Ausgangstext:
============
Dr. Michael Engel, wissenschaftlicher Mitarbeiter an Institut für Jüdische Philosophie und Religion: Wie beeinflusste Aristoteles die Denker der Renaissance – und wann begann sein Einfluss zu schwinden?
In der Renaissance, zwischen 1450 und 1600 nach Christus, wurde mehr über den griechischen Philosoph Aristoteles geschrieben als in allen vorangegangenen Jahrhunderten zusammen – und das, obwohl der 384 vor Christus geborene Aristoteles das Denken der christlichen, jüdischen und arabischen Welt seit der Antike maßgeblich geprägt hatte. Der Historiker Dr. Michael Engel geht diesem bisher wenig untersuchten Phänomen in seinem Projekt nach. „Ich möchte aufzeigen, wie die Popularität von Aristoteles kurz nach Erfindung des Buchdrucks explodierte – und vielleicht erste Hinweise auf das Ende seiner alles überragenden Stellung finden“, sagt Engel.
Denn mit Beginn der Neuzeit änderte sich die Denkweise von Forschenden grundlegend: Hatte Aristoteles noch versucht, das Wesen des Menschen oder der Natur in erster Linie durch reines Denken zu erfassen, begannen Wissenschaftler wie Nikolaus Kopernikus oder Galileo Galilei nun, Messungen oder Experimente zur Beantwortung ihrer Fragen durchzuführen. In italienischen Archiven wird Engel nach Originalquellen suchen und diese zusammen mit den bereits bekannten Quellen in einer Online-Datenbank zur Verfügung stellen.
Dr. Monique Liebers, Postdoktorandin am Institut für Pflanzenwissenschaften und Mikrobiologie: Wie können Nahrungspflanzen ertragreich bleiben, wenn sich das Klima verändert?
Die Weltbevölkerung wächst rasant – und mit ihr der Bedarf an Nahrungsmitteln. Doch der Klimawandel erschwert vielerorts den Anbau von Nahrungspflanzen. Beispielsweise tolerieren nicht alle Pflanzen einen Anstieg von Sonnenstunden: Starklicht kann die Zellbestandteile zerstören, in denen die für das Pflanzenwachstum entscheidende Photosynthese stattfindet. Die Folge sind Pflanzen, die weniger Biomasse produzieren und weniger Erträge bringen.
============
Aufgabensammlung:
a. Beantworte bitte anhand des Textes über die Forschungsprojekte die folgenden Fragen:
(i) Welchen Zeitraum gibt der Text für die Renaissance an?
(ii) Wo will Engel nach Originalquellen suchen?
(iii) Was kann Starklicht bei Pflanzen zerstören?
b. Führe den Text über die Forschungsprojekte im Anschluss an seinen letzten Satz weiter.

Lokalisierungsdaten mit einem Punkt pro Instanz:
============
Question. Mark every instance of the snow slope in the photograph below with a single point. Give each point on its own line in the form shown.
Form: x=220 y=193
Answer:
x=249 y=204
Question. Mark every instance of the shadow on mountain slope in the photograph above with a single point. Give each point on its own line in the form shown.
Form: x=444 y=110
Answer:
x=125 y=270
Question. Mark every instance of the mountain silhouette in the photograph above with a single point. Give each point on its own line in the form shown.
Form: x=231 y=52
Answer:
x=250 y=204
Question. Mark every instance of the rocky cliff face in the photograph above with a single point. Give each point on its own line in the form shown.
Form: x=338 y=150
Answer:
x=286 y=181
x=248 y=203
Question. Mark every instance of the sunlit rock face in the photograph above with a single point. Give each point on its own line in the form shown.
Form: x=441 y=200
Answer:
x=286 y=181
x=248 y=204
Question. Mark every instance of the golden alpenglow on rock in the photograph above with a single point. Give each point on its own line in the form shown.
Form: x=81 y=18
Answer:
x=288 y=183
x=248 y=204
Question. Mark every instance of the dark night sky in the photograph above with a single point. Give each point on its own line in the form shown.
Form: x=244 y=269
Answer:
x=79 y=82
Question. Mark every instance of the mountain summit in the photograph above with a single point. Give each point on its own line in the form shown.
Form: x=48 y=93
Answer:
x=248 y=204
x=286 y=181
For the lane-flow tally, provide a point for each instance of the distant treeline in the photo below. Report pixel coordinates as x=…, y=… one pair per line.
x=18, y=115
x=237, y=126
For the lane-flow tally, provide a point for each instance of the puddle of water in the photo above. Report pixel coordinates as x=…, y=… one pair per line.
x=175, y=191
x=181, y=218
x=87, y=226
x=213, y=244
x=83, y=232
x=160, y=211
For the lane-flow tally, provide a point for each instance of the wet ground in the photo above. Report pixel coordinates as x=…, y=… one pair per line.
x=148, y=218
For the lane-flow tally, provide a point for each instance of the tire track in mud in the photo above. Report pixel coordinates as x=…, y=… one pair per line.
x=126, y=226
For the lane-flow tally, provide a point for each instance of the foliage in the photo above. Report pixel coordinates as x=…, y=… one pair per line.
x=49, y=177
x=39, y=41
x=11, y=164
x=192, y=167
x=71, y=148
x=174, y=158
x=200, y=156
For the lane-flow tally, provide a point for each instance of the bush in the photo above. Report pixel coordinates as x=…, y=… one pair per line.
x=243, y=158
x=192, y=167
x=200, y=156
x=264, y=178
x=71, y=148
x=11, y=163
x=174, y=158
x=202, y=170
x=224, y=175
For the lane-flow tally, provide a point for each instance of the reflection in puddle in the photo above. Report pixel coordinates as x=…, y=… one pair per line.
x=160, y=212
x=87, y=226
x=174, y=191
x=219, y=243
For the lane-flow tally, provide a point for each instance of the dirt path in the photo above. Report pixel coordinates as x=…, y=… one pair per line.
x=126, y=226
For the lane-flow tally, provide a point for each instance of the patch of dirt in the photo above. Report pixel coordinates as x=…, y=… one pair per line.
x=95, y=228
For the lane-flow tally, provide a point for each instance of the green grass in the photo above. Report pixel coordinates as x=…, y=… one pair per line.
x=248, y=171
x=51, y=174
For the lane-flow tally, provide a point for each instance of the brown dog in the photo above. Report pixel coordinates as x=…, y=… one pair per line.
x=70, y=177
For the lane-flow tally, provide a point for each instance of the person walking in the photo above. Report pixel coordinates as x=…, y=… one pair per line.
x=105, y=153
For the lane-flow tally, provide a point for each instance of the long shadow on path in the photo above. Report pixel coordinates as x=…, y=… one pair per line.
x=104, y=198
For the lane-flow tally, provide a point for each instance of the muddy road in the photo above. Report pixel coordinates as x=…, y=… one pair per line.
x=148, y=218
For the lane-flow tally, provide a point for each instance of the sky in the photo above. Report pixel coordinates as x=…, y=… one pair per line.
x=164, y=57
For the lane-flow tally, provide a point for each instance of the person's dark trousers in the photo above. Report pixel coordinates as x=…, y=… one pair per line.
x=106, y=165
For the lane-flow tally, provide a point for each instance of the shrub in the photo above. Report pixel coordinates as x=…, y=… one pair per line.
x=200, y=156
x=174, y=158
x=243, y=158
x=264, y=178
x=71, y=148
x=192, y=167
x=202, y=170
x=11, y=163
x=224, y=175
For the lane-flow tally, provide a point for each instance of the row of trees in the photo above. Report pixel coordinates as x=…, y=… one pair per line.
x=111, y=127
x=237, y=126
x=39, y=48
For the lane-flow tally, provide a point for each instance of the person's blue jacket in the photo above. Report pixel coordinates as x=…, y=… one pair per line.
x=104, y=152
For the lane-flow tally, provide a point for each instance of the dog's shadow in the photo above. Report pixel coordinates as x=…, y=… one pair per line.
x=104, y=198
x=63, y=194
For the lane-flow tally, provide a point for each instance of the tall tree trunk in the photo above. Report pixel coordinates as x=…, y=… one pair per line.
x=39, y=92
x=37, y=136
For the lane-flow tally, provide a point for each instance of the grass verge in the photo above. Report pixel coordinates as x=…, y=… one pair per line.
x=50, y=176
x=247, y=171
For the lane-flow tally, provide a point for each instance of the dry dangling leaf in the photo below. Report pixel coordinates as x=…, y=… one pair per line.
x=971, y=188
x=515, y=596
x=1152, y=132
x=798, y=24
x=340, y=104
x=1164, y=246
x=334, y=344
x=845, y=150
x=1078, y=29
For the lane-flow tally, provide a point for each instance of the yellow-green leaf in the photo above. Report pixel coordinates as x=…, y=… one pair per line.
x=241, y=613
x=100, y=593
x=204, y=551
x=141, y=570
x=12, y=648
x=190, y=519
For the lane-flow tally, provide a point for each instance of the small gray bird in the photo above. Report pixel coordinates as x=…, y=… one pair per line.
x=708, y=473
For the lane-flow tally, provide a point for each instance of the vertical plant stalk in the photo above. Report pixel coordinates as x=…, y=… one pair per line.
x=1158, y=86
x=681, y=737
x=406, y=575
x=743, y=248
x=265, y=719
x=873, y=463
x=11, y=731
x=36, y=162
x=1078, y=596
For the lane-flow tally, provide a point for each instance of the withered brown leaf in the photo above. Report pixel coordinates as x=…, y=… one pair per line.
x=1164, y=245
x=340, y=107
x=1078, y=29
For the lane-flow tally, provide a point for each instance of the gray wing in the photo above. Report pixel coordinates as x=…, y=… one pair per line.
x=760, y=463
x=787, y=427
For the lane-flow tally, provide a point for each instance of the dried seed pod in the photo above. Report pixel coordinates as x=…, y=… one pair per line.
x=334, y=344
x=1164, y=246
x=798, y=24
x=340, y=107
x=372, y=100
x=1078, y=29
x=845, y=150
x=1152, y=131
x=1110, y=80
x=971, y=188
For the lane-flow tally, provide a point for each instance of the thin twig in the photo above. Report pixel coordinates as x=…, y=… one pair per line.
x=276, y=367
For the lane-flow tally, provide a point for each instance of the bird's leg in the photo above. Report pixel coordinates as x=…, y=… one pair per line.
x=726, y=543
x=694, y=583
============
Antworten:
a.
(i) Zwischen 1450 und 1600 nach Christus.
(ii) In italienischen Archiven.
(iii) Die Zellbestandteile, in denen die Photosynthese stattfindet.

b.
„Es gibt jedoch Eiweißstoffe, die Zellen helfen können, sich an eine vermehrte Sonneneinstrahlung anzupassen. Eines dieser Eiweiße ist das noch wenig erforschte Protein SCO4“, sagt die Biologin Dr. Monique Liebers. Sie will untersuchen, ob dieses Protein künftig bei einer Optimierung von Nutzpflanzen genutzt werden kann, um die Anbaugebiete von so wichtigen Pflanzen wie Weizen, Reis und Soja zu erweitern.
Dafür muss die Biologin herausfinden, wo das Protein in der Zelle vorkommt, was es genau bewirkt und mit welchen anderen Eiweißen es interagiert. Das ist ein aufwändiger Prozess: Sie muss das Protein vervielfältigen und einen Antikörper herstellen. Mithilfe des Antikörpers kann sie die Eiweißstoffe, die mit SCO4 interagieren, aus der Modelpflanze Acker-Schmalwand isolieren. Im Anschluss kann sie diese Interaktionspartner mittels verschiedener Analysemethoden identifizieren und bestätigen. „Wie gut sich meine Forschung auf Nahrungspflanzen übertragen lässt, kann ich noch nicht abschätzen“, so Dr. Liebers. Die Übertragung soll erst Teil eines DFG-Projekts sein, das sie 2021 beantragen will.